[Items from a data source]
-*-*-
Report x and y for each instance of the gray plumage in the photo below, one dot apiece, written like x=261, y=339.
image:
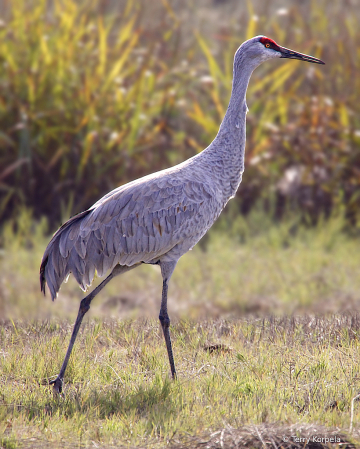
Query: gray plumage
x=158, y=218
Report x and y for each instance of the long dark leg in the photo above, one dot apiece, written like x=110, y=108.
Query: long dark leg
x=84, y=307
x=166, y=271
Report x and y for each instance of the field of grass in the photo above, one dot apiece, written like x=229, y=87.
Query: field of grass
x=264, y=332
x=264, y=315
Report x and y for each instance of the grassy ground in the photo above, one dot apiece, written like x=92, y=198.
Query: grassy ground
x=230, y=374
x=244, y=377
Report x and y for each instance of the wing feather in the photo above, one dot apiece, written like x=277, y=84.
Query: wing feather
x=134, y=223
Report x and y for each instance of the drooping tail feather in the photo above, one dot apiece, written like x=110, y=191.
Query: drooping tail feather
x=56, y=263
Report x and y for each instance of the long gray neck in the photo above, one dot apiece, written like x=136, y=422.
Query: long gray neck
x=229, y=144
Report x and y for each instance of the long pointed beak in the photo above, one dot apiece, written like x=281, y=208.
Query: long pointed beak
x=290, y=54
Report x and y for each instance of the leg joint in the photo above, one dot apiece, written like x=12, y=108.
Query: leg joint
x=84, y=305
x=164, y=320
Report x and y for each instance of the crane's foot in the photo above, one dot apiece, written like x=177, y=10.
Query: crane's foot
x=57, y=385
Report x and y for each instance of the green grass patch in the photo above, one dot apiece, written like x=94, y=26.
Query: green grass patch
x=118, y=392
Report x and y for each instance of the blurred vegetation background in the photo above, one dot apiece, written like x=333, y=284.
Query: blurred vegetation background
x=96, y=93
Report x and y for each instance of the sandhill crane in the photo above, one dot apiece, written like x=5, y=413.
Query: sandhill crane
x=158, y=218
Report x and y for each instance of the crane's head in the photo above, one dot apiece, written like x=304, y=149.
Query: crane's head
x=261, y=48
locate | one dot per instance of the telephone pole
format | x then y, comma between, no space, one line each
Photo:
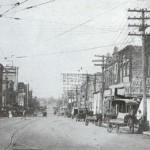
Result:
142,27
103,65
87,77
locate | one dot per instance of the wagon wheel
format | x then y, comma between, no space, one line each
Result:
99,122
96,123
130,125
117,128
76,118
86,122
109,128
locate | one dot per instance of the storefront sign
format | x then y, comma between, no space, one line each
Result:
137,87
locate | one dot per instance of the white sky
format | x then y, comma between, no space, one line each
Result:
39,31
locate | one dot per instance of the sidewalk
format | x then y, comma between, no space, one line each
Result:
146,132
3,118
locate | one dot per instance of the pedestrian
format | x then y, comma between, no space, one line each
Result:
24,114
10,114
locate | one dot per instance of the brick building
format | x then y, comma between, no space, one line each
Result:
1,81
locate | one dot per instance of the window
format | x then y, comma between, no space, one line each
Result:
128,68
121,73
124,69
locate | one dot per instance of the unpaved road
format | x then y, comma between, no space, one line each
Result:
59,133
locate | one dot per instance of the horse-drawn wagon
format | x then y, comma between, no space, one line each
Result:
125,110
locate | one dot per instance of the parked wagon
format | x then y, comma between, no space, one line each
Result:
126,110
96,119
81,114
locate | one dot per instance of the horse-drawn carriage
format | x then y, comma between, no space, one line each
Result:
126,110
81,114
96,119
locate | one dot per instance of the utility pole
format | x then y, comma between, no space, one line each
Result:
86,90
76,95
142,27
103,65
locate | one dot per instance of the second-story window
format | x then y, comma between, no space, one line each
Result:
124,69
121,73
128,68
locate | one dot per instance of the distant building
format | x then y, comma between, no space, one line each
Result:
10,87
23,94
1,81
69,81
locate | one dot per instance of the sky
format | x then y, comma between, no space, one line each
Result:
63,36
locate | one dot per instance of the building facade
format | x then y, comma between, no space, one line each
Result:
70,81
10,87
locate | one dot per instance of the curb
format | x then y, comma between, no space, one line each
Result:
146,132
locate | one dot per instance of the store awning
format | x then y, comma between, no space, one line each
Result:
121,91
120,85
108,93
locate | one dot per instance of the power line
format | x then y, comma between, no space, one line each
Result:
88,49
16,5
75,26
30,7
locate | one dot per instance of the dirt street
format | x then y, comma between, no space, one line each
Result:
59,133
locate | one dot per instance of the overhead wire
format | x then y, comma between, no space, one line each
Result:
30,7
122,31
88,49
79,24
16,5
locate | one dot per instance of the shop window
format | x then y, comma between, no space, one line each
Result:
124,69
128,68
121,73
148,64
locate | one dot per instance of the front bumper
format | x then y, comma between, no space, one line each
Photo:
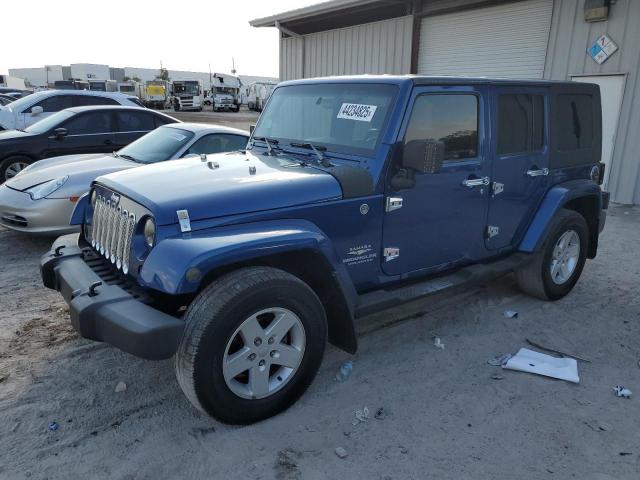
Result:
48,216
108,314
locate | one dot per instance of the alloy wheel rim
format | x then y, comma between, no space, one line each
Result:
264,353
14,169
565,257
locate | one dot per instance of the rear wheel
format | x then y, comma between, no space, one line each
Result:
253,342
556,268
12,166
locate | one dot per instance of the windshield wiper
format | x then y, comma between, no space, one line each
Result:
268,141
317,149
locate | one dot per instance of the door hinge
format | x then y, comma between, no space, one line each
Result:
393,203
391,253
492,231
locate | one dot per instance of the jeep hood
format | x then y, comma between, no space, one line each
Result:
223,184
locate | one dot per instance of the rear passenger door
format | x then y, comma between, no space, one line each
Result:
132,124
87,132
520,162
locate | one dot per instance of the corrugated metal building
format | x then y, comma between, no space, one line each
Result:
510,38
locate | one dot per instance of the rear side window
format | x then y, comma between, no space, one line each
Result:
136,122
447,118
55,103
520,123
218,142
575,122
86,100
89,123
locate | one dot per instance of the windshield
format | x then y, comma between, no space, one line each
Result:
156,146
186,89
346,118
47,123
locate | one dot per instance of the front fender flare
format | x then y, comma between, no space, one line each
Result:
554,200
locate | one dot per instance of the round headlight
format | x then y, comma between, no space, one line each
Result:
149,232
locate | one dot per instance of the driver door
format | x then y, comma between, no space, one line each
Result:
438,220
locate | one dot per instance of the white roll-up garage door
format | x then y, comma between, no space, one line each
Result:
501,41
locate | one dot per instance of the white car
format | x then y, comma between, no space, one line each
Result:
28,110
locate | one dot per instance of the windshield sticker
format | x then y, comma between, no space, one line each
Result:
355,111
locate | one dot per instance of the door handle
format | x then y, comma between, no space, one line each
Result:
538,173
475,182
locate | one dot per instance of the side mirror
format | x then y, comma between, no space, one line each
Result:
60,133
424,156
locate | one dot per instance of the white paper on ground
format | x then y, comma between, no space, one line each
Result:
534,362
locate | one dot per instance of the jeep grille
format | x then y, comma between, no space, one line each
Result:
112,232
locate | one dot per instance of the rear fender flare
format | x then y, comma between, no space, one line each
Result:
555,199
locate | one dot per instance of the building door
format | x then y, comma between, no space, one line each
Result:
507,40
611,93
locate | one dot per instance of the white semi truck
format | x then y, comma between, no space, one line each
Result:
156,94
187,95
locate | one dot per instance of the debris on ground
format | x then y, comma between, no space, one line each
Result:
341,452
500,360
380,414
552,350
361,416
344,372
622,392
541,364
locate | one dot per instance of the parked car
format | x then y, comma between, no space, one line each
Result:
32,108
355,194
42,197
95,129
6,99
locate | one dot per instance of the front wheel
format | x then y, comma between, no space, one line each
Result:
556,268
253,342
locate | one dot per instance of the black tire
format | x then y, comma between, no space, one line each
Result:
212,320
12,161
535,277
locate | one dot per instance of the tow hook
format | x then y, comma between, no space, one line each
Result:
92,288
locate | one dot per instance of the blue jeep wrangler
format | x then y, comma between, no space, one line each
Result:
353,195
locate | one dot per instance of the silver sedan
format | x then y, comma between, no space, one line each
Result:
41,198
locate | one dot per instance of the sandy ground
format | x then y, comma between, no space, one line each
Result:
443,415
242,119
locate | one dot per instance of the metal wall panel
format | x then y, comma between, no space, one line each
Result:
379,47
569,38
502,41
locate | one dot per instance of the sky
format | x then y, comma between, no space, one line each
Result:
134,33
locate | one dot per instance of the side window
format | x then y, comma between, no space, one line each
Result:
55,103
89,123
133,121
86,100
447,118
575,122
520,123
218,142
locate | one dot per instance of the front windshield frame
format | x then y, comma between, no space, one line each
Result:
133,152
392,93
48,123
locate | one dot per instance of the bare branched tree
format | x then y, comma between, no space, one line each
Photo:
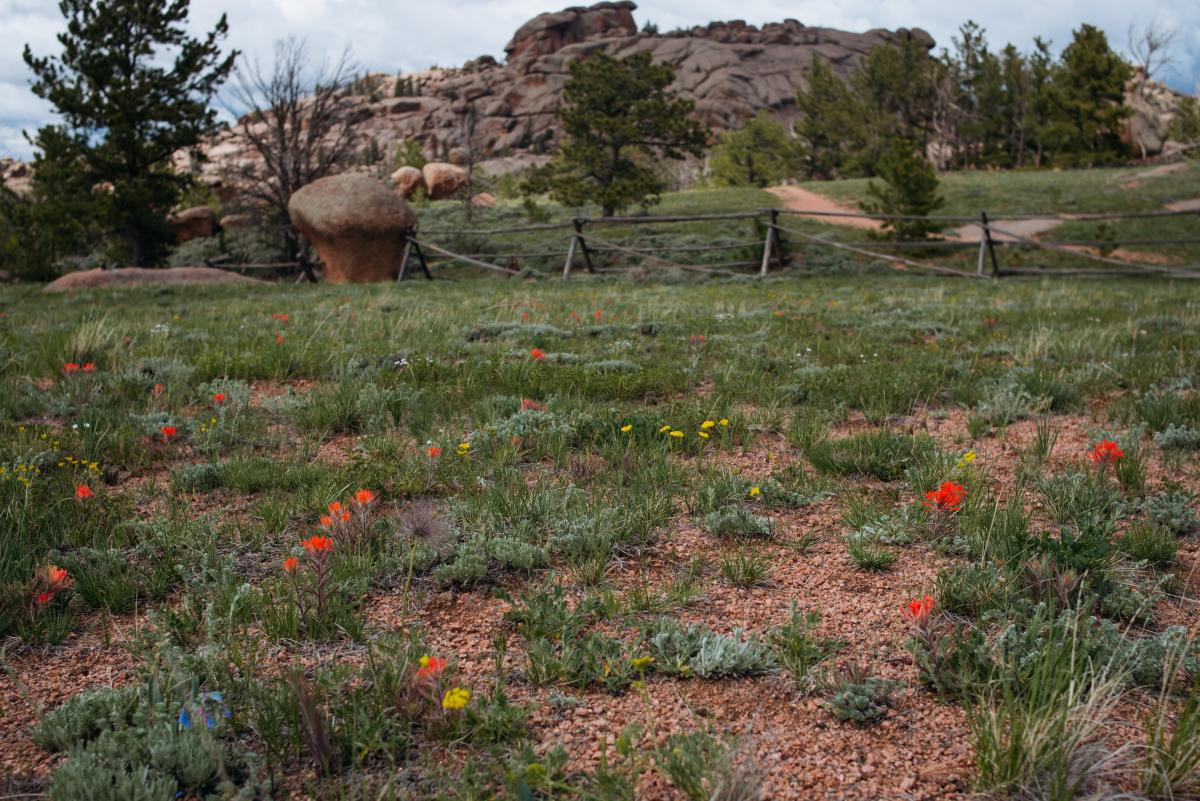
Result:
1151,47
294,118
-*-*-
▶ _TASK TO COMPLETE_
From the line containing "locate | one dot per instance of the front windshield" through the end of the items from a data source, reproduce the lines with "bare branched tree" switched to "leafless tree", keeping all else unchanged. Omit the pictures from your answer.

▶ _RESULT FOR THIS TASK_
locate | one dot per instance of the front windshield frame
format | x then y, comma between, no space, one line each
Result:
133,152
392,93
48,123
locate | one dot per instance of the leafless tree
format | x then y, comma between, no space, one line each
Photo:
Result:
1151,47
294,118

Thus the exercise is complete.